## Direction
Print out the material that follows word for word.

____ Source material

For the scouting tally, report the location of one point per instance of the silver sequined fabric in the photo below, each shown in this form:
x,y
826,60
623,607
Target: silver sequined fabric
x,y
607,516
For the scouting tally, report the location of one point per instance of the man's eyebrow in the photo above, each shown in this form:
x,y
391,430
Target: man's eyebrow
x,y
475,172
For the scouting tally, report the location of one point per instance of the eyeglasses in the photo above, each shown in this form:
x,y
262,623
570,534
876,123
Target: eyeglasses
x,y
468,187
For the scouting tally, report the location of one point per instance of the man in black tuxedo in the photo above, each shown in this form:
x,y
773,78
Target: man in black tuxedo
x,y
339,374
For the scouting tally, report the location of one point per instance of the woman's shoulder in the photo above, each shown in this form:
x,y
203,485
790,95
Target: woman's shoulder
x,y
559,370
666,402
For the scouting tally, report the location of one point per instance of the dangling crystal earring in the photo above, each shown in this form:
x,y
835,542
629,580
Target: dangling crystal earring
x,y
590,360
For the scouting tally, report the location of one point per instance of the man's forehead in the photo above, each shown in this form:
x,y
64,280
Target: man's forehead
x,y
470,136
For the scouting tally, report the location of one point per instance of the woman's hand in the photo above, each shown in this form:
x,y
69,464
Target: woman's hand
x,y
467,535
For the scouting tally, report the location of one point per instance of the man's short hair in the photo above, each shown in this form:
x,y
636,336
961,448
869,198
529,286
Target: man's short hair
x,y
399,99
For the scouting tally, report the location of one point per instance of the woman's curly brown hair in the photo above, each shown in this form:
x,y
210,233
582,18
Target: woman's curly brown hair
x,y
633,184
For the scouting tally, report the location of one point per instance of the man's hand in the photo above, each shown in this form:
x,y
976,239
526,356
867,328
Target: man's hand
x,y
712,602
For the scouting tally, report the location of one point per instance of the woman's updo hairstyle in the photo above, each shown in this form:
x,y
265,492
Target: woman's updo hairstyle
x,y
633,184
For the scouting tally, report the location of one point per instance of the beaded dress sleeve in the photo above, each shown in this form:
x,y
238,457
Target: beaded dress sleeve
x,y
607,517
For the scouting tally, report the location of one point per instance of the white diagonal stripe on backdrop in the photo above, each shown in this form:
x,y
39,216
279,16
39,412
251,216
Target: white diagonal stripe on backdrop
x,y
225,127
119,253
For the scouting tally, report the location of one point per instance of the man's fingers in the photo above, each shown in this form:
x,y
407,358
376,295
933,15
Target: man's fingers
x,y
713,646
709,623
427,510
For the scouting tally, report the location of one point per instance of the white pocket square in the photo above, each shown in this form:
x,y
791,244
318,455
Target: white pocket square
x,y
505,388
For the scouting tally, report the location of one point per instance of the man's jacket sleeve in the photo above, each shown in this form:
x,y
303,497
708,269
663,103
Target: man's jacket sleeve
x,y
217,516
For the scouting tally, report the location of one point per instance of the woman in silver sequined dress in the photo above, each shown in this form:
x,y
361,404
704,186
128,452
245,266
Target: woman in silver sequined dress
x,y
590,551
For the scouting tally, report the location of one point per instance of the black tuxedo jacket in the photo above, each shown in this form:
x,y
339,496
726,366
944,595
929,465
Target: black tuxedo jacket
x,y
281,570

________

## Written response
For the scouting tally, report the location of one point per instance of the silver sequined fabric in the photo below, each shown in this form:
x,y
826,60
623,607
Target: silver sequined fabric
x,y
607,516
For the scouting tally, report the location of one point per instance of the man's eyebrow in the photo above, each shown in this form:
x,y
391,430
Target: man's eyebrow
x,y
475,172
For the scouting tally, report the location of one point per instance of the eyeglasses in the photo above, each shown in this form:
x,y
262,623
570,534
876,123
Target: eyeglasses
x,y
468,187
For the scouting tally, report the location of one point per instance of the man in black tuxedo in the photo above, each shown in this form:
x,y
773,78
Target: man in black tuxedo
x,y
339,374
For the scouting tally, report the location of one point per instance of the woman's shoulder in the photo above, each shown in this form:
x,y
203,485
790,95
Target: woman's shoulder
x,y
559,370
666,402
For the scouting tally, report the location of one point per instance of the dangling crystal earring in the photo above, each shown in this form:
x,y
835,542
629,580
Target: dangling crystal earring
x,y
590,360
For the scouting tally, report the location of one point per instance of the man's forehead in the photo above, each shown in this form:
x,y
64,280
Target: man's forehead
x,y
470,136
For the scouting tally, report the location of one point per instance of the woman's hand in the photo above, each shown in this form:
x,y
69,464
Target: woman's hand
x,y
467,535
For the scouting tally, report the location of one point per instance of the man's short hair in the photo above, each shown in this form:
x,y
636,336
961,448
869,198
529,286
Target: man's short hair
x,y
399,99
For the scouting tally, report the location of one point per instance of the woman's curly brown hair in the photo above, each shown in this form:
x,y
210,233
582,18
Target: woman's curly brown hair
x,y
633,184
For the scouting tally, report the location of one point per instance of the man's hand in the photo above, each shown in this form:
x,y
976,239
526,356
867,328
Target: man's hand
x,y
712,602
For the scouting tally, report the location of one point per instance of the woman's updo hairstyle in the photo above, each shown in this form:
x,y
265,492
Target: woman's updo hairstyle
x,y
633,184
For the scouting tally, report the location of one point per instance of the beaded dress sleeve in the photo above, each shown in this form:
x,y
238,457
Target: beaded dress sleeve
x,y
607,517
For the scouting tally, report the location of one point per instance of the white diagonal stripe on backdrop in the photo above, each shown in this form:
x,y
39,216
279,16
39,412
251,216
Target: white diagonal stripe on backdrop
x,y
225,127
119,253
For the scouting tally, report the location of one point per instance of the man's fingers in the photo above, each shown in this form:
x,y
407,358
376,295
933,15
Target: man's fingers
x,y
713,646
709,623
427,510
For the scouting tally, report the location of one point per instance of the white pocket square in the photo above, each shown in this form:
x,y
791,244
318,455
Target: white pocket square
x,y
505,388
For the scouting tally, report the location of one point per instance of the man's jacket sleeve in the photo above, each shown in this form:
x,y
303,497
708,269
663,103
Target: man's jacket sleeve
x,y
217,516
For the scouting tally, report the location of one point per instance of the woman in silver sequined dress in the photo above, each shown in this form:
x,y
361,404
704,186
128,452
245,266
Target: woman in silver sequined dress
x,y
590,551
For the scouting tally, report the location of one point per instance of the black tuxedo jacket in the photo above, each shown in this form:
x,y
339,496
726,366
944,595
929,465
Target: black tuxedo jacket
x,y
281,570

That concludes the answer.